> [DIRECTIONS FOR THIS TASK]: Nothing may be dropped or altered: reproduce all the data.
>> begin GIVEN RECORDS
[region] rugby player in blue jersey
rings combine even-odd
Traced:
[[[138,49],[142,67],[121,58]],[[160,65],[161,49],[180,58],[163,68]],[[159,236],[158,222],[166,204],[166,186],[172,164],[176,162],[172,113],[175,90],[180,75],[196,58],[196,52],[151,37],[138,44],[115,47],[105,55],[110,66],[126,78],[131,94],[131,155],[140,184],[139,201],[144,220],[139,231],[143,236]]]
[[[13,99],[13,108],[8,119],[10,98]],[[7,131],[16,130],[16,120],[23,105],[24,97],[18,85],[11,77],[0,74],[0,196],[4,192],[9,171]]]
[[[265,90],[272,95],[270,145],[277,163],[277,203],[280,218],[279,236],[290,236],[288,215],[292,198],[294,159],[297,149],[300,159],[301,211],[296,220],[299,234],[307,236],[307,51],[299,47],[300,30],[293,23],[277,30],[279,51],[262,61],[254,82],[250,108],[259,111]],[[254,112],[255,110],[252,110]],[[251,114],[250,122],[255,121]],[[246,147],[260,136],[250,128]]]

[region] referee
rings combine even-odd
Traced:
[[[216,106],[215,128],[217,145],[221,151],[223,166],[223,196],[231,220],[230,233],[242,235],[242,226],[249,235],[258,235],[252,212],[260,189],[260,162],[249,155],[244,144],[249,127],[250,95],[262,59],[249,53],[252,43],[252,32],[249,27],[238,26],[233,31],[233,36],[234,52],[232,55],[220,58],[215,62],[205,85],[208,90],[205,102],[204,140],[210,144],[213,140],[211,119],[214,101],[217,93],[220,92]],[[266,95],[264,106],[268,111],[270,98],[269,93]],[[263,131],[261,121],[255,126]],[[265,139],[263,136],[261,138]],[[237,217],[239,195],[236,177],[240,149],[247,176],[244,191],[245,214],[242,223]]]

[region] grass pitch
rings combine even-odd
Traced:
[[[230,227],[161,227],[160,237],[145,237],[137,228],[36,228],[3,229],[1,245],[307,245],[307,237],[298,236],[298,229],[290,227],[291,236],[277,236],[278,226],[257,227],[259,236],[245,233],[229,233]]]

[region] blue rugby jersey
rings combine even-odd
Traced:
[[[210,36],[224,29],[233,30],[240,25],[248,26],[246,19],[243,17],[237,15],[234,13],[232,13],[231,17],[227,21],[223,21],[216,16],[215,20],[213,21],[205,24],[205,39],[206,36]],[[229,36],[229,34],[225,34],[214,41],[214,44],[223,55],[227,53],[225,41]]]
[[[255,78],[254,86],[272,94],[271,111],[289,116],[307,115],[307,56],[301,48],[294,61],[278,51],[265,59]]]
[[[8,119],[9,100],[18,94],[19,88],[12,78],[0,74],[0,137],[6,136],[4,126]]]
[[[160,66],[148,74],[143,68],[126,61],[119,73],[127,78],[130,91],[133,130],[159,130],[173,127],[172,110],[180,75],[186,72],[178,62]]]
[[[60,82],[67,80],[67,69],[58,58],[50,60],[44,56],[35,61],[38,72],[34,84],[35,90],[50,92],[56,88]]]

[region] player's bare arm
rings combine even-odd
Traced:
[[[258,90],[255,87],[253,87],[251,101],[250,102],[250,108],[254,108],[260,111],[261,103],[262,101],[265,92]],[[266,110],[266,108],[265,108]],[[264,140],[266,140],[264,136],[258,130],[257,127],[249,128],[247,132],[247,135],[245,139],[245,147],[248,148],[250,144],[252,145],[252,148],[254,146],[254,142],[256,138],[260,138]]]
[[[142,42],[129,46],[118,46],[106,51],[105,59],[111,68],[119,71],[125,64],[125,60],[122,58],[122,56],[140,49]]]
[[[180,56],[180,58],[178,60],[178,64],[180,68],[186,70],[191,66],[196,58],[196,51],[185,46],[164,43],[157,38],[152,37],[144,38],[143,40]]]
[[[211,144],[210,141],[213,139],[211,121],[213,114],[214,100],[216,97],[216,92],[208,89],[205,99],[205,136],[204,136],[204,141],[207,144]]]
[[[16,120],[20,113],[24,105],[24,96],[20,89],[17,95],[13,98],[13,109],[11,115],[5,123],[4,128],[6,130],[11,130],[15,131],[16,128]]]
>> end GIVEN RECORDS
> [EXERCISE RESPONSE]:
[region] rugby player in blue jersey
rings combine even-odd
Traced:
[[[138,49],[142,67],[121,58]],[[160,65],[161,49],[180,58],[163,68]],[[159,236],[158,222],[166,204],[166,186],[172,164],[176,162],[172,113],[175,90],[180,75],[196,58],[196,52],[151,37],[138,44],[115,47],[105,55],[110,66],[126,78],[131,94],[131,155],[140,184],[139,201],[144,220],[139,231],[143,236]]]
[[[13,99],[13,108],[8,119],[10,98]],[[7,131],[16,130],[16,120],[23,105],[24,97],[18,85],[11,77],[0,74],[0,196],[4,192],[9,171]]]
[[[265,90],[272,95],[270,145],[277,163],[277,203],[280,218],[279,236],[290,236],[288,215],[292,198],[294,159],[297,149],[300,159],[301,211],[296,220],[299,234],[307,236],[307,51],[299,47],[300,30],[293,23],[277,30],[279,51],[262,61],[254,82],[250,108],[259,111]],[[254,112],[255,110],[252,110]],[[251,114],[250,122],[255,121]],[[246,147],[260,136],[250,128]]]

[region] referee
rings combine even-odd
Traced:
[[[216,106],[215,128],[217,145],[221,151],[223,166],[223,196],[231,220],[230,233],[242,235],[242,226],[249,235],[258,235],[252,212],[260,189],[260,162],[249,155],[244,144],[249,127],[250,95],[262,59],[249,53],[252,43],[252,32],[249,27],[238,26],[233,31],[233,36],[234,52],[232,55],[220,58],[215,62],[205,85],[208,90],[205,102],[204,140],[210,144],[213,140],[211,119],[214,101],[217,93],[220,92]],[[266,95],[264,106],[268,111],[270,98],[269,93]],[[263,131],[261,121],[255,126]],[[265,139],[263,136],[261,138]],[[237,217],[239,195],[236,177],[240,149],[247,176],[244,191],[245,214],[242,223]]]

[region] grass pitch
rings combine even-odd
Traced:
[[[230,227],[161,227],[160,237],[145,237],[137,228],[36,228],[3,229],[1,245],[307,245],[307,237],[298,236],[298,229],[290,227],[291,236],[277,236],[278,226],[257,227],[259,236],[245,233],[229,233]]]

[region] blue rugby jersey
rings combine even-odd
Traced:
[[[210,36],[224,29],[233,30],[240,25],[248,26],[246,19],[243,17],[237,15],[234,13],[232,13],[231,17],[227,21],[223,21],[216,16],[215,20],[213,21],[205,24],[205,39],[206,36]],[[229,36],[229,34],[225,34],[214,41],[214,44],[223,55],[227,53],[225,41]]]
[[[255,78],[254,86],[272,94],[271,111],[289,116],[307,115],[307,56],[301,48],[294,61],[278,51],[265,59]]]
[[[8,119],[9,100],[18,94],[19,88],[12,78],[0,74],[0,137],[6,136],[4,126]]]
[[[160,66],[148,74],[143,68],[126,61],[119,73],[127,78],[130,91],[133,130],[159,130],[173,127],[172,110],[180,75],[186,72],[178,62]]]
[[[60,82],[67,80],[67,69],[58,58],[50,60],[44,56],[35,61],[38,72],[34,84],[35,90],[50,92],[56,88]]]

[region] player's bare arm
rings combine even-odd
Traced:
[[[258,90],[255,87],[253,87],[251,101],[250,102],[250,108],[254,108],[260,111],[261,103],[262,101],[265,92]],[[266,110],[266,108],[265,108]],[[264,140],[266,140],[264,136],[258,130],[257,127],[249,128],[247,132],[247,135],[245,139],[245,147],[248,148],[250,144],[252,145],[252,148],[254,146],[254,142],[256,138],[260,138]]]
[[[142,42],[129,46],[118,46],[106,51],[105,59],[111,68],[119,71],[125,64],[125,60],[122,58],[122,56],[140,49]]]
[[[180,56],[180,58],[178,60],[178,64],[180,68],[186,70],[191,66],[196,58],[196,51],[185,46],[164,43],[157,38],[152,37],[144,38],[143,40]]]
[[[211,144],[210,141],[213,139],[211,121],[213,114],[214,100],[216,97],[216,92],[208,89],[205,99],[205,136],[204,136],[204,141],[207,144]]]
[[[16,120],[20,113],[24,105],[24,96],[20,89],[17,95],[13,98],[13,109],[11,115],[5,123],[4,128],[6,130],[11,130],[15,131],[16,128]]]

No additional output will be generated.